In an alternative embodiment, the secure communication platform replaces the device key with an authorization key to effectively bind the communication to a permission level and a receiver's secure collaboration app. FIG. 5 illustrates a process for transmitting encrypted communications according to a second embodiment. As with the process described in FIG. 3 above, the sender's secure collaboration app begins composing a communication to one or more receivers in block 505 by obtaining the one or more receivers' public information from a secure directory. In some examples, the request for one or more receivers' public information may include a permission level assigned to the communication by the sender. In block 510, the sender's app receives public information received from the security platform and authenticates it. In addition to the public information described above, an authorization key is provided to the sender's secure collaboration app according to this embodiment. In some examples, the authorization key may be provided to the security platform from the access control server in accordance with the permission level assigned by the sender. Alternatively, the authorization key may be provided to the sender by the DLP system, via the security platform. For example, the DLP system may review the content of the sender's communication, via an API located in the sender's secure collaboration app, and assign a permission level based on the content of the communication. Accordingly, the DLP system may provide the authorization key to the secure platform based on the content of the communication, the permission level assigned to the communication, or a combination thereof. The secure platform, in turn, provides the sender with the authorization key. In examples where the communication is a secure file transfer, the document management system, via the security platform, may provide the sender with the authorization key. According to these examples, the authorization key may be based on the permissions associated with the file. Alternatively, the authorization key could be a unique key used to encrypt the file, thereby allowing an author of the file to control whom may access the file.

- _Directive 1_
Replace "find" with "locate" in everything from the row line containing "find the man with blue scarf" down to the end of the rows, and give those lines again with nothing else changed.

- _Working data_
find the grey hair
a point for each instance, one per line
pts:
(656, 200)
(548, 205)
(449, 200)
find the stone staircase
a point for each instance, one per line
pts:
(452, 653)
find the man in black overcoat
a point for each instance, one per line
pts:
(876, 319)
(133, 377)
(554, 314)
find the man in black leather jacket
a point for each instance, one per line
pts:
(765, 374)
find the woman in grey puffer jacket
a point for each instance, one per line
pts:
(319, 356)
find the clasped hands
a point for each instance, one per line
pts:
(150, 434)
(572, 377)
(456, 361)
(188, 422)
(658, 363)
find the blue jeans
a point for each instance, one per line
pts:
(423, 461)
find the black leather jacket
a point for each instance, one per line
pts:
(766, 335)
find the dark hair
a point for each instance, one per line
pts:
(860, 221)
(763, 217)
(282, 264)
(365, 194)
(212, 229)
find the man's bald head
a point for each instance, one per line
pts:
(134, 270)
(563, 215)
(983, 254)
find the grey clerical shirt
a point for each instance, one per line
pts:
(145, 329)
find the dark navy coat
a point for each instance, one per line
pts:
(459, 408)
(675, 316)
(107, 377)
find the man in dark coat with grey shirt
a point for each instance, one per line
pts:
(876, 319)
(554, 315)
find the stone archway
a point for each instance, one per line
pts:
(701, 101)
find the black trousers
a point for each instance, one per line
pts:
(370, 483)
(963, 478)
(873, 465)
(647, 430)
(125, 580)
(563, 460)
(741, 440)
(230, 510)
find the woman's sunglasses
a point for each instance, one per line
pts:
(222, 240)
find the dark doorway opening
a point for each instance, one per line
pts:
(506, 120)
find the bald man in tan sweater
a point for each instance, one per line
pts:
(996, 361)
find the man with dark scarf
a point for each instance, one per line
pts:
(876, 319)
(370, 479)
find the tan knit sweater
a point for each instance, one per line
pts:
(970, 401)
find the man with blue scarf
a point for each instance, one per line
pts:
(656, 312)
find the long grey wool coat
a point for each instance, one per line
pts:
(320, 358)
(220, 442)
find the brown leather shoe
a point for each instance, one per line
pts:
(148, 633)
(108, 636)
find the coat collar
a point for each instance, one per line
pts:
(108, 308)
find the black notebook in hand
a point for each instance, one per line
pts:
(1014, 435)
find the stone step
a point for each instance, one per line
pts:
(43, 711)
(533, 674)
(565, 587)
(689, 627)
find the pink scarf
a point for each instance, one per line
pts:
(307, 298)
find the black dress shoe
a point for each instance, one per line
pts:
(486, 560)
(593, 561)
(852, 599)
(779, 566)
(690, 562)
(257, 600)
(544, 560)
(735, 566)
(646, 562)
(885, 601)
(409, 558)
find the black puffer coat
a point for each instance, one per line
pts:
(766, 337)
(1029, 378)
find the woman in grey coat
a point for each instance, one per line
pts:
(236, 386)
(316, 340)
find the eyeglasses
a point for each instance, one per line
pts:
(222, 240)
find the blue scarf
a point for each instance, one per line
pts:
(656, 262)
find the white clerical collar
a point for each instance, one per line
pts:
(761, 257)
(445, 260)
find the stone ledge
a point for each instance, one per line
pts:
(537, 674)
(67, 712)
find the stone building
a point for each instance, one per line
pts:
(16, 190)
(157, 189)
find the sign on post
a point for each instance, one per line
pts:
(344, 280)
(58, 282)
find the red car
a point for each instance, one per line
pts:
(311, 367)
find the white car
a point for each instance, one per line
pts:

- _Directive 2_
Continue the passage on authorization keys for encrypted communications from where it stops.

- _Exercise response 1_
locate the man with blue scarf
a point for each instance, one per line
pts:
(656, 312)
locate the long grey wool coat
a point for each instance, one per line
pts:
(320, 358)
(220, 442)
locate the brown leather shoe
a point for each instance, one per line
pts:
(148, 633)
(108, 636)
locate the coat collar
a point for each instance, one per line
pts:
(108, 308)
locate the black notebook in hand
a point for each instance, one per line
pts:
(1014, 435)
locate the stone step
a point for each instance, one per line
pts:
(43, 711)
(533, 674)
(565, 587)
(689, 627)
locate the pink scarf
a point for each instance, one per line
pts:
(307, 298)
locate the black dress shoe
a point for each instance, one per line
pts:
(486, 560)
(593, 561)
(852, 599)
(779, 566)
(690, 562)
(257, 600)
(544, 560)
(735, 566)
(646, 562)
(885, 601)
(409, 558)
locate the black puffer coat
a point for each instance, one per line
pts:
(766, 337)
(1029, 378)
locate the woman in grey coat
a point for each instance, one per line
pts:
(236, 386)
(316, 340)
locate the eyeglasses
a point for each instance, one per line
pts:
(222, 240)
locate the blue scarf
a point for each instance, one per line
pts:
(656, 262)
locate the white clerical collar
a point for each instance, one per line
pts:
(761, 257)
(445, 260)
locate the stone ledge
a point for each instance, one per line
pts:
(537, 674)
(67, 712)
locate the stone building
a point for each instance, one per line
pts:
(16, 190)
(157, 189)
locate the sign on post
a point for each instance, one per line
pts:
(344, 280)
(58, 282)
locate the red car
a point for each instance, one per line
pts:
(311, 367)
locate the white car
a point for each instance, one per line
pts:

- _Exercise response 2_
Once the one or more receivers' public information is authenticated, the sender composes their communication to the one or more receivers in block 515. Authenticating the one or more receivers' public information may occur while the sender composes the communication. Alternatively, the one or more receivers' public information may be authenticated while the sender modifies one or more parameters, such as a time-to-live, of the communication. In block 520, the sender's secure collaboration app derives a random, 256-bit communication key using one of the previously discussed techniques. Once the communication is composed and the communication key generated, the sender's secure collaboration app encrypts the communication using the derived random communication key in block 525. In block 530, the sender's secure collaboration app generates a pair of ephemeral ECDH components according to ECC. In block 535, the sender's secure collaboration app derives a key-encrypting key using the receiver's ephemeral ECDH public component and the ephemeral ECDH private component generated by the sender's app. In block 540, the communication key is encrypted a first time using the key-encrypting key derived by the sender's secure collaboration app. Next, in block 545, the sender's secure collaboration app encrypts the encrypted communication key a second time using the authorization key discussed above. In block 550, the sender's secure collaboration app determines whether the receiver has multiple instances of the secure collaboration app installed on a plurality of devices. If so, the sender's secure collaboration app repeats the steps of blocks 535, 540, and 545 for each instance of the one or more receiver's secure collaboration app. When twice-encrypted communication keys have been generated for each of the one or more receiver's instantiations of the secure collaboration app, the sender's secure collaboration app prepares a secure communication container in block 555. As noted above, the sender's secure collaboration app prepares a single secure communication container that includes information for the one or more receivers. Upon receipt of the secure communication container, the security platform will notify each of the one or more receivers of the secure communication container. In this regard, a single communication is transmitted from the sender's secure collaboration app and is distributed to the one or more receiver's by the security platform.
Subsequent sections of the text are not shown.